§ **Text under study**:
*** Begin section ***

GSK Advances Malaria Vaccine Candidate
The Committee for Medicinal Products for Human Use (CHMP) of the European Medicines Agency (EMA) has adopted a positive scientific opinion for GlaxoSmithKline’s malaria candidate vaccine MosquirixT, also known as RTS,S, in children aged 6 weeks to 17 months. Following this decision, the World Health Organization (WHO) will now formulate a policy recommendation on use of the vaccine in national immunization programs once approved by national regulatory authorities.
RTS,S, which was developed in partnership with the PATH Malaria Vaccine Initiative (MVI), is the first candidate vaccine for the prevention of malaria to reach this milestone. While other vaccines tackle viruses or bacteria, RTS,S has been designed to prevent malaria caused by the Plasmodium falciparum parasite, which is most prevalent in sub-Saharan Africa (SSA). In 2013, there were an estimated 584,000 deaths from malaria with around 90% of these occurring in SSA, and 83% in children under the age of five in SSA.
GSK has committed to a not-for-profit price for RTS,S so that, if approved, the price of RTS,S would cover the cost of manufacturing the vaccine together with a small return of around 5% t that will be reinvested in research and development for second-generation malaria vaccines, or vaccines against other neglected tropical diseases.
GSK has invested more than $365 million to date and expects to invest a further $200 million to $250 million until development is completed. Between 2001 and the end of 2014, the MVI, supported by grants from Bill & Melinda Gates Foundation, invested more than $200 million to advance the RTS,S project.

*** End section ***

§ **Data extract**:
*** Begin section ***

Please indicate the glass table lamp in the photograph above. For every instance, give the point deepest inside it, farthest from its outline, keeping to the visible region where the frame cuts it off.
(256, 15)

*** End section ***

§ **Activity A**:
Answer these questions from the malaria vaccine text, one answer per line and marked the same way:
(i) Which organization did GSK partner with to develop RTS,S?
(ii) How many deaths from malaria were estimated for 2013?
(iii) How much had GSK invested in RTS,S to date?
§ **Activity B**:
Extend the text on GSK's malaria vaccine, starting right after its final sentence.
The material is not needed for the tasks here.

§ **Answer area A**:
(i) The PATH Malaria Vaccine Initiative (MVI).
(ii) An estimated 584,000.
(iii) More than $365 million.

§ **Answer area B**:
Following the CHMP positive scientific opinion, two of the WHO's independent advisory groups, the Strategic Advisory Group of Experts (SAGE) on Immunization and the Malaria Policy Advisory Committee (MPAC) will now jointly review the evidence base for RTS,S and make a joint policy recommendation for how it might be used alongside other tools to prevent malaria in the event the vaccine candidate is approved by national regulatory authorities in SSA. The WHO has indicated that such a policy recommendation may be possible by end of this year.
Following the WHO policy recommendation, GSK will also submit an application to the WHO for pre-qualification of RTS,S. WHO pre-qualification involves a scientific assessment of the quality, safety and efficacy of any new vaccine proposed for introduction in WHO Expanded Programme on Immunization. A pre-qualification decision is used by the United Nations agencies and other large scale public procurement agencies to help inform vaccine purchasing decisions. Once a WHO pre-qualification is granted, GSK would then apply for marketing authorization in countries in sub-Saharan Africa on a country-by-country basis. These regulatory and policy decisions would, if positive, enable countries to begin implementation of RTS,S through their universal immunization programs. Both a WHO policy recommendation and WHO pre-qualification are requirements for Gavi, the Vaccine Alliance, to support eligible African countries introducing RTS,S into local immunization program supported by UNICEF.